══ Página

# MEDIO FÍSICO > Embalses > Embalses - General >  Los embalses empiezan a llenarse (Asturias febrero 2018)

## JMTrigos

Articulo de El Comercio 13-2-2018.
http://www.elcomercio.es/asturias/em...2100-ntvo.html



> Siguen lejos de su nivel habitual para el invierno, pero también han dejado atrás la escasez de los meses de sequía. Los embalses asturianos se encuentran ahora al 75% de su capacidad, tras ganar siete hectómetros gracias a las precipitaciones casi continuadas de la última semana. Según los registros de la Agencia Estatal de Meteorología, salvo el sábado, en todos los días de la semana pasada se recogieron cantidades apreciables de agua por metro cuadrado.
> 
> En la actualidad los pantanos acumulan un 7% más de recurso que el año pasado por estas fechas. Los arranques de año de 2017 y 2018 se confirman sin embargo entre los más pobres del nuevo siglo. Durante la última década lo habitual es que las presas llegaran a estas alturas de febrero con 394 hectómetros retenidos. Ayer atesoraban 31 hectómetros menos que eso.
> 
> Con todo, Asturias se mantiene entre las regiones con abundancia de líquido elemento. Solo País Vasco y Navarra presentan umbrales más altos, con un 82% y un 76% respectivamente. Todo ello en un país que sigue reclamando agua a gritos. Los pantanos de España están de media al 42,12% de su capacidad, proporción que se explica por las escaseces que persisten en Castilla La Mancha y Murcia (18%), comunidad Valenciana (25%) y Castilla y León y Andalucía (36%) entre otros.
> 
> A la espera de que el temporal ceda su testigo al deshielo, la preocupación pasa de los pantanos a los ríos. Por ahora todos los de la región se encuentran entre uno y dos metros por debajo del cauce a partir del cual la Confederación Hidrográfica del Cantábrico activa la situación de seguimiento.

----------

════
══ Material de trabajo

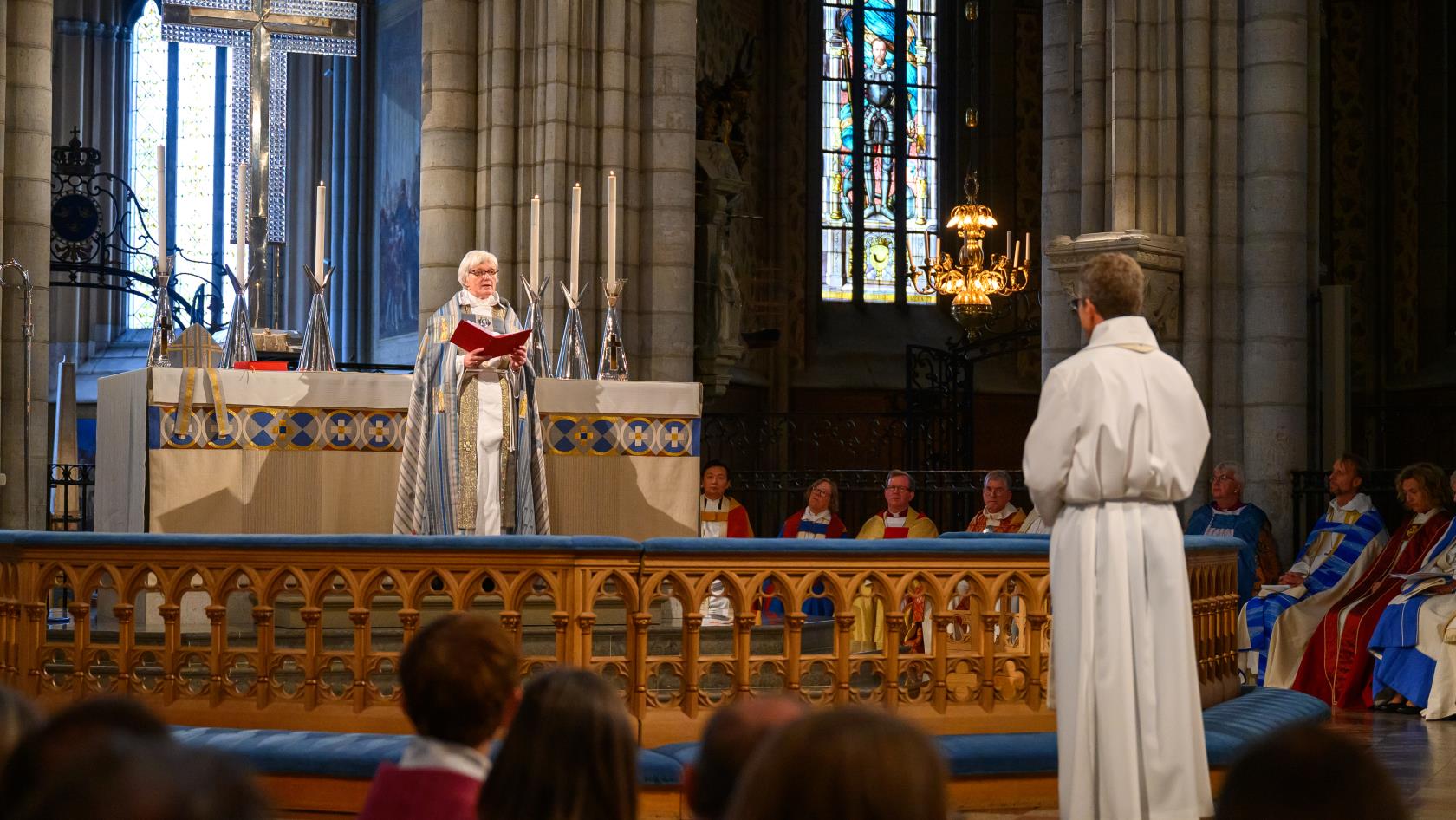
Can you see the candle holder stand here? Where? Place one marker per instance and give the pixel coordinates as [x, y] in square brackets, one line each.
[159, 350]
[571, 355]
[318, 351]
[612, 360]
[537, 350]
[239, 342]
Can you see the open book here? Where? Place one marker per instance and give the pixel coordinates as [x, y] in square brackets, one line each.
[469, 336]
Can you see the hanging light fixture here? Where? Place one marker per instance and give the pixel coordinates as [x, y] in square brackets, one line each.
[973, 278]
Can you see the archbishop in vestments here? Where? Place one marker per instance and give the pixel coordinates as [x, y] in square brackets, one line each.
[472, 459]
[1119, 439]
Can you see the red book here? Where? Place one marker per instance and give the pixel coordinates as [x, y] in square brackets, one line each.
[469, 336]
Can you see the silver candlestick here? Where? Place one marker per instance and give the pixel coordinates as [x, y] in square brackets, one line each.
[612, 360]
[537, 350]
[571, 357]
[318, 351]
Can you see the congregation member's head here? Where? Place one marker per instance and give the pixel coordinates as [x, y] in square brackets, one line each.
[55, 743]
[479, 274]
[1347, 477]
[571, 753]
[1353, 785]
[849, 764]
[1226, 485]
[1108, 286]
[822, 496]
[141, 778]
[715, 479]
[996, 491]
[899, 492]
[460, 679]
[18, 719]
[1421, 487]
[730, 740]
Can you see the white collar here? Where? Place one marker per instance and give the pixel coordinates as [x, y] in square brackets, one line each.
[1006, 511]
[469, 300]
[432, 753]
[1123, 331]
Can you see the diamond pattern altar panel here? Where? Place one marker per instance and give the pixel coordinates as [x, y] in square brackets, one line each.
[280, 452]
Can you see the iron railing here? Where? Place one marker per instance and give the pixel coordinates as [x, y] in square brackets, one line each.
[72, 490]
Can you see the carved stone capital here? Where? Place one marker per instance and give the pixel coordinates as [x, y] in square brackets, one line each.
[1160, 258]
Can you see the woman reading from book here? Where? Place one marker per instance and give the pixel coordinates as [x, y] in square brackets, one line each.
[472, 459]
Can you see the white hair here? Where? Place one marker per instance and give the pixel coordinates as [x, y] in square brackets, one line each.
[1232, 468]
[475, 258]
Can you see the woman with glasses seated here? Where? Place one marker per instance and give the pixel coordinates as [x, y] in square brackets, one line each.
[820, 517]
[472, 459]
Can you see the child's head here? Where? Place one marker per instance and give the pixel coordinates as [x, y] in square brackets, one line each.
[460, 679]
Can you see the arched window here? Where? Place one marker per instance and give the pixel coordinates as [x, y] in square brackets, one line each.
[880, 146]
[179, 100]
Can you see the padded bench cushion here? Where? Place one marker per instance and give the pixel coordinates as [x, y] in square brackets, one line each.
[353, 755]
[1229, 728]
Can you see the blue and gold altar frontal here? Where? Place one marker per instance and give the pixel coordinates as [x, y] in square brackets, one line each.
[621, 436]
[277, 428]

════

● **Consigna escrita 1**
Copia literalmente el fragmento del texto sobre los embalses asturianos que empieza con "http://www.elcomercio.es/asturias/em...2100-ntvo.html" y continúa hasta "por metro cuadrado.".
● **Consigna escrita 2**
Repite sin cambios las líneas del listado que van desde la línea con "Can you see the iron" hasta la línea con "[1160, 258]", ambas incluidas.

● **Solución 1**
http://www.elcomercio.es/asturias/em...2100-ntvo.html



> Siguen lejos de su nivel habitual para el invierno, pero también han dejado atrás la escasez de los meses de sequía. Los embalses asturianos se encuentran ahora al 75% de su capacidad, tras ganar siete hectómetros gracias a las precipitaciones casi continuadas de la última semana. Según los registros de la Agencia Estatal de Meteorología, salvo el sábado, en todos los días de la semana pasada se recogieron cantidades apreciables de agua por metro cuadrado.

● **Solución 2**
Can you see the iron railing here? Where? Place one marker per instance and give the pixel coordinates as [x, y] in square brackets, one line each.
[72, 490]
Can you see the carved stone capital here? Where? Place one marker per instance and give the pixel coordinates as [x, y] in square brackets, one line each.
[1160, 258]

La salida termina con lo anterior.